> Your assignment: Set down exactly each line of the entries below, beginning at the one that contains "Pick out the playground" and ending at the last, and no others.

> Data excerpts:
■ ■ ■ ■

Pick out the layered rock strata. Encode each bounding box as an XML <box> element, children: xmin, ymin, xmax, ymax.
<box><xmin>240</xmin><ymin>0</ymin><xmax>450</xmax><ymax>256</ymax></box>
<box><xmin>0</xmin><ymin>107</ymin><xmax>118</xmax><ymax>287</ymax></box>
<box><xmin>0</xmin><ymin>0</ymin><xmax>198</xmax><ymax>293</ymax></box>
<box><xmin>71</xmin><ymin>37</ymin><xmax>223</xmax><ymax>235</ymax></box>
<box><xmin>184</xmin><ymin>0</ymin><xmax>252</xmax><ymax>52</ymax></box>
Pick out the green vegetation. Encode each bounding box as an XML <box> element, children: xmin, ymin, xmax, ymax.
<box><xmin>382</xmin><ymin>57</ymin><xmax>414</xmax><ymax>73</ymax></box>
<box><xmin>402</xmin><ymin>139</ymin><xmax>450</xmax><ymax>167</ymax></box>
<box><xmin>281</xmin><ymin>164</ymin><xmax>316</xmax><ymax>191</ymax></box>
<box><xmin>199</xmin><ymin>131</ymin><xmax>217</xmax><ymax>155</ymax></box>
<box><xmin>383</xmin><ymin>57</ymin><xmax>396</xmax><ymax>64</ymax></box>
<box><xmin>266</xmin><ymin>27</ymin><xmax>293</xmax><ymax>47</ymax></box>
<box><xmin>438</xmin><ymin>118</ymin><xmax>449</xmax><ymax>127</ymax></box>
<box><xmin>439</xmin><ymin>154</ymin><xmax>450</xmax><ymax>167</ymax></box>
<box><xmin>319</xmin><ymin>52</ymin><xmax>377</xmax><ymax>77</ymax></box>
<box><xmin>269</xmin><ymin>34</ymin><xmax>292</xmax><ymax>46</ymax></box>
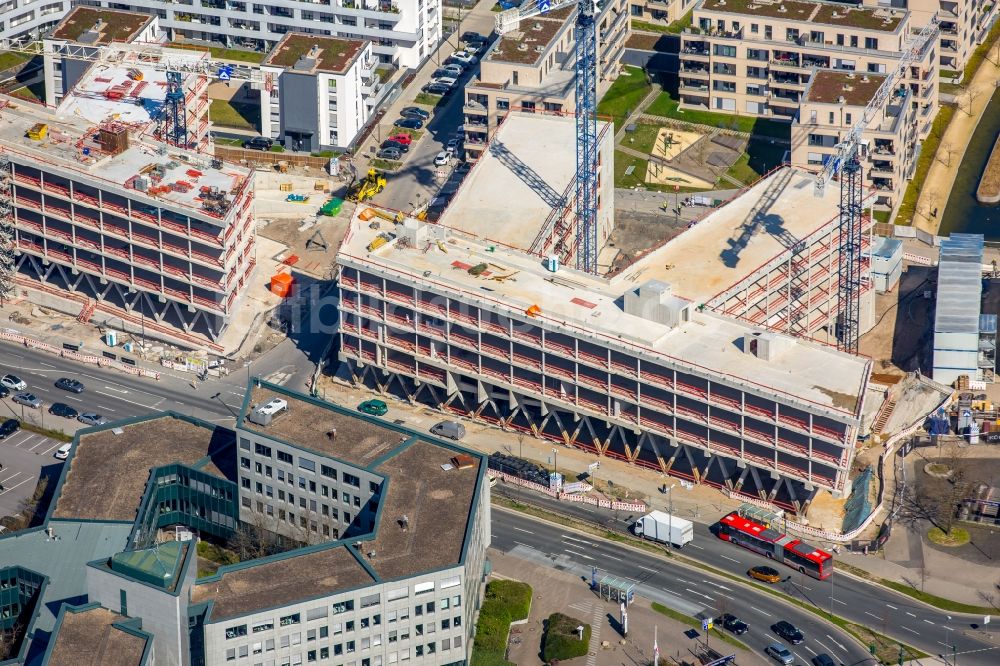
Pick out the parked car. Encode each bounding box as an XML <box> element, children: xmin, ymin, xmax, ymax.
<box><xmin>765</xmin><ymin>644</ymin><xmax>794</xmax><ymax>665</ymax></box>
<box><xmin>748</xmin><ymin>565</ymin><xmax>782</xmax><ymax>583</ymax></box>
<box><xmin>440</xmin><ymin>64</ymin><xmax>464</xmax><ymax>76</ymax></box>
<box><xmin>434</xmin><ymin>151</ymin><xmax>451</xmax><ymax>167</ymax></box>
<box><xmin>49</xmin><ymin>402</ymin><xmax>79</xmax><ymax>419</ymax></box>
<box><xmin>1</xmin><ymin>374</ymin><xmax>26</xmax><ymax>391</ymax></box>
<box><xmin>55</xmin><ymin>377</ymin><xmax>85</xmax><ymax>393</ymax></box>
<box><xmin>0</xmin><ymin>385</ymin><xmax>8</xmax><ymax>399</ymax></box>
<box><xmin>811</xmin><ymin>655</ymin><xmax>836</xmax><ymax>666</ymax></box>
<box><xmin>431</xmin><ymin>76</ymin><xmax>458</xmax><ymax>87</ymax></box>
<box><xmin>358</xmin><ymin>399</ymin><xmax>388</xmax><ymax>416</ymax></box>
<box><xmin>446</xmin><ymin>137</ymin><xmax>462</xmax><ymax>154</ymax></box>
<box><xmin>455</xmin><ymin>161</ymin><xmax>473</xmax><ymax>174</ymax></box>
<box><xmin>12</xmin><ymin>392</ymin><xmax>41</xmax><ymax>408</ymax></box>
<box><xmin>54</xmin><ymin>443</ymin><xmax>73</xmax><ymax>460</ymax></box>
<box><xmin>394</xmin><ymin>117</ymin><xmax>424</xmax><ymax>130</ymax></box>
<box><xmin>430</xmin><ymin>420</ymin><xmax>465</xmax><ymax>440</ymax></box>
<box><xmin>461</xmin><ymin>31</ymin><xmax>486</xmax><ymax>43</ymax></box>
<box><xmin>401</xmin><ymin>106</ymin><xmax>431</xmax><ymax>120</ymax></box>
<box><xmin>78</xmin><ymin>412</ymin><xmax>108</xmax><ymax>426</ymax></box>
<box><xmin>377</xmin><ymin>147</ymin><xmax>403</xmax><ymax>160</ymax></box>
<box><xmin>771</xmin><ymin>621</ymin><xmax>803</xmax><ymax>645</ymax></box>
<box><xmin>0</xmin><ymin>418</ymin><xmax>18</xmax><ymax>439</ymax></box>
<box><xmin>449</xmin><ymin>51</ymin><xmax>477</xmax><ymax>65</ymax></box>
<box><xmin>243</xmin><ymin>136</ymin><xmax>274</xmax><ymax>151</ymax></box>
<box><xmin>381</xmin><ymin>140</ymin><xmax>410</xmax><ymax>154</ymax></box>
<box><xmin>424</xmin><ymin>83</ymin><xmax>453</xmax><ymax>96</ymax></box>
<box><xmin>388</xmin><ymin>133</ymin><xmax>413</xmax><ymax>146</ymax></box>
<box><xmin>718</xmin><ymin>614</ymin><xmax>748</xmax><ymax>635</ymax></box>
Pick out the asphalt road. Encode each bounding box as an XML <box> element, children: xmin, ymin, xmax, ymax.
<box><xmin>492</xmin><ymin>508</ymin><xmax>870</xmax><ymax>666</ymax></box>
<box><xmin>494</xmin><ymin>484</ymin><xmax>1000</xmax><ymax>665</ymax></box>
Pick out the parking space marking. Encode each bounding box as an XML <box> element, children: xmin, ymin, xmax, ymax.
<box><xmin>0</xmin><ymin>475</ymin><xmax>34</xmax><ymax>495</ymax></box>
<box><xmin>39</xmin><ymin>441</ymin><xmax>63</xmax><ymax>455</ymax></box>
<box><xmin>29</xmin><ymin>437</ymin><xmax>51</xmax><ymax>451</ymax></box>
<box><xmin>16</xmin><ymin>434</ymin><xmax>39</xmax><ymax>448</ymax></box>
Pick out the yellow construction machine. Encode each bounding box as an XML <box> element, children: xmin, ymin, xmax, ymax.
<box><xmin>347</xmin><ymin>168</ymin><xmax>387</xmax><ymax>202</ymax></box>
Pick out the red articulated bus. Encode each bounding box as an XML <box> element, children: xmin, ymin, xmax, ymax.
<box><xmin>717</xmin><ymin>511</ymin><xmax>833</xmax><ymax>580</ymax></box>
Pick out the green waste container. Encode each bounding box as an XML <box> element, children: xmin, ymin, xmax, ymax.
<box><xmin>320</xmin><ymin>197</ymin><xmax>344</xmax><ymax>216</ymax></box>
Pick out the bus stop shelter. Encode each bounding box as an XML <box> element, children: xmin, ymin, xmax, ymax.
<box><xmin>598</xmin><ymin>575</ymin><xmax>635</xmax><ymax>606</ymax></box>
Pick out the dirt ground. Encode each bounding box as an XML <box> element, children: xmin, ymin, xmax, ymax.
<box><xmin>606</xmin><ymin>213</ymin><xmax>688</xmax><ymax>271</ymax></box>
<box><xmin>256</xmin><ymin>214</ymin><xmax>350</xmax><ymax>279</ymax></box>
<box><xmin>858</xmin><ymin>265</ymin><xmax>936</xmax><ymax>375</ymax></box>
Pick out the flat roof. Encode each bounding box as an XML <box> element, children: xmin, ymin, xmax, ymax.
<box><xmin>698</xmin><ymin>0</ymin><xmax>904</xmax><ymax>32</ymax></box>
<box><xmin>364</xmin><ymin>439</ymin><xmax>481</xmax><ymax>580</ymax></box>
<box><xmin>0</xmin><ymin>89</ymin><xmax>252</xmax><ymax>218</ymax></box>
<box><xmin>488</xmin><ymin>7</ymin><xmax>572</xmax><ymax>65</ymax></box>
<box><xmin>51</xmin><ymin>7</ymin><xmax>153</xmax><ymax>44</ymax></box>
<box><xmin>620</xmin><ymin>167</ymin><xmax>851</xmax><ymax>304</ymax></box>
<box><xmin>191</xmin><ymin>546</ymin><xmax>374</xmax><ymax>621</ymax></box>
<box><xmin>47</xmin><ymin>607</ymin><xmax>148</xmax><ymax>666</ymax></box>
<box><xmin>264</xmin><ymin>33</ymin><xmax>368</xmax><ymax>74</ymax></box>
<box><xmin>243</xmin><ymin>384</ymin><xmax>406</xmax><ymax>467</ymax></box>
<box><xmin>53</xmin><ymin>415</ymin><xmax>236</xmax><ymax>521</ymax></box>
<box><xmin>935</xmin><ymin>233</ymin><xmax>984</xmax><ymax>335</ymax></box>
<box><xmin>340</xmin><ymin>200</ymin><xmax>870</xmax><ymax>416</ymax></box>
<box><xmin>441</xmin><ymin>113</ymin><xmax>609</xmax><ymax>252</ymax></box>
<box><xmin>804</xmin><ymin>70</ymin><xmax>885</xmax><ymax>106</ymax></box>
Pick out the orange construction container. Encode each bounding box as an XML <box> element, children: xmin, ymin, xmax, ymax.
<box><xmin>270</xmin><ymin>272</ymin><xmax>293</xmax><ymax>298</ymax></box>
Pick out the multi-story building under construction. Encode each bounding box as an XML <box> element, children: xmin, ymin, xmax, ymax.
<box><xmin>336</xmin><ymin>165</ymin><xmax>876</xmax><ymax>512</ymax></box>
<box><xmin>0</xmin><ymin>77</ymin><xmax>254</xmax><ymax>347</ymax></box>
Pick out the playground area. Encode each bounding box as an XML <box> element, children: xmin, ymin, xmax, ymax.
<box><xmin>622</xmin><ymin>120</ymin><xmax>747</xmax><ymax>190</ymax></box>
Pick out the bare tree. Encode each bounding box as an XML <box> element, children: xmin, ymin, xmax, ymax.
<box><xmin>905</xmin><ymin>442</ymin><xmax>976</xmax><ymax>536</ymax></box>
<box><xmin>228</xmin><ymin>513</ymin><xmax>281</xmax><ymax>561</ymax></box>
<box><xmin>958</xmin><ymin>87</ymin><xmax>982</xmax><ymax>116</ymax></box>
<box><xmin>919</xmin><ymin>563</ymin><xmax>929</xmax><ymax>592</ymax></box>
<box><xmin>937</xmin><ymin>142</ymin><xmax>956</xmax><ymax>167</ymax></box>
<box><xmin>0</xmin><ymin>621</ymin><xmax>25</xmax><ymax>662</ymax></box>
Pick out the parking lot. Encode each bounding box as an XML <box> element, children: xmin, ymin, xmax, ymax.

■ ■ ■ ■

> Written solution:
Pick out the playground area. Encode each bounding box as an XML <box> element, children: xmin, ymin, xmax, ymax.
<box><xmin>622</xmin><ymin>120</ymin><xmax>747</xmax><ymax>190</ymax></box>
Pick out the bare tree. Encode each bounding box as an XML <box> element, children: xmin, ymin, xmax, ymax.
<box><xmin>905</xmin><ymin>442</ymin><xmax>976</xmax><ymax>536</ymax></box>
<box><xmin>228</xmin><ymin>513</ymin><xmax>281</xmax><ymax>561</ymax></box>
<box><xmin>958</xmin><ymin>87</ymin><xmax>982</xmax><ymax>116</ymax></box>
<box><xmin>919</xmin><ymin>563</ymin><xmax>929</xmax><ymax>592</ymax></box>
<box><xmin>937</xmin><ymin>142</ymin><xmax>956</xmax><ymax>167</ymax></box>
<box><xmin>0</xmin><ymin>621</ymin><xmax>25</xmax><ymax>662</ymax></box>
Pick out the parking lot. Encode each bounding box as an XML <box> element, children: xmin, ymin, xmax, ymax.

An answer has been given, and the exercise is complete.